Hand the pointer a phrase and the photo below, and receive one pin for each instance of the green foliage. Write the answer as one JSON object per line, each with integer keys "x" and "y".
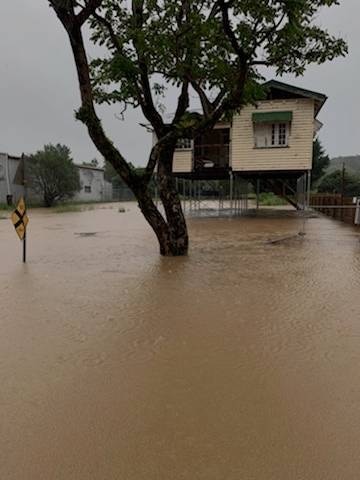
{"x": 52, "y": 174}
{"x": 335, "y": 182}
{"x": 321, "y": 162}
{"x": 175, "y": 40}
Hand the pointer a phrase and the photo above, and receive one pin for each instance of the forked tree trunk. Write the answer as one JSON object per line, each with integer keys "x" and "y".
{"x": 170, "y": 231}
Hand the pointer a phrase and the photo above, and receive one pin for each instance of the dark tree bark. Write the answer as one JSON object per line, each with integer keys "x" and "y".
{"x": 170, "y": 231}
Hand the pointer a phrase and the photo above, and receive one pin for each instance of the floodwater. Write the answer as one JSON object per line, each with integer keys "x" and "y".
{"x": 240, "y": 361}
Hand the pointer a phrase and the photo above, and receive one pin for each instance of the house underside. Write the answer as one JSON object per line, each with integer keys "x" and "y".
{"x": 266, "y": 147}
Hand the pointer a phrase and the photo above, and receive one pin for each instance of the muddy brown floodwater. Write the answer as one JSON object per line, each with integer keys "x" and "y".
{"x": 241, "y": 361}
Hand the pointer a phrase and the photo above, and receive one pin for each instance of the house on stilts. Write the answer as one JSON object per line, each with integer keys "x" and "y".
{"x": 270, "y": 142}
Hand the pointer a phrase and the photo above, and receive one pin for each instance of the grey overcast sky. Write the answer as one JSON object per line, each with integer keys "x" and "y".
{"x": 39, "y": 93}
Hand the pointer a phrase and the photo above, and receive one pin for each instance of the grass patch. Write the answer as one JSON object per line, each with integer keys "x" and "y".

• • •

Assigned task
Exact copies of the line containing "the house underside." and of every line after it through the end of the entries are all that should be output.

Task solution
Hand the pointer a phrase and the photo above, and receive one pin for each instance of the house underside. Write the answer as one JSON object per line, each with integer keys "x" and "y".
{"x": 266, "y": 147}
Hand the pointer a phrase and the photo above, and receive one pin for each instance of the muddy brown floodwater. Write the answer as one JSON object per line, each with integer keys "x" and "y".
{"x": 241, "y": 361}
Hand the pointer a phrase and the photo above, and receive one pin for each instance of the house on stilts. Write the answer as one JSON object per line, each with integer keys "x" and "y".
{"x": 270, "y": 142}
Hand the pointer a phrase and the photo above, and receive one pin for each instance of the grey overcast sky. Write the answer as one JSON object per line, each with integer keys "x" and "y".
{"x": 39, "y": 93}
Hand the pointer a phrase and the photo above, and receive one pin for each instance of the grass patch. Write the answer as one JSON object per line, each with integer keys "x" and "y".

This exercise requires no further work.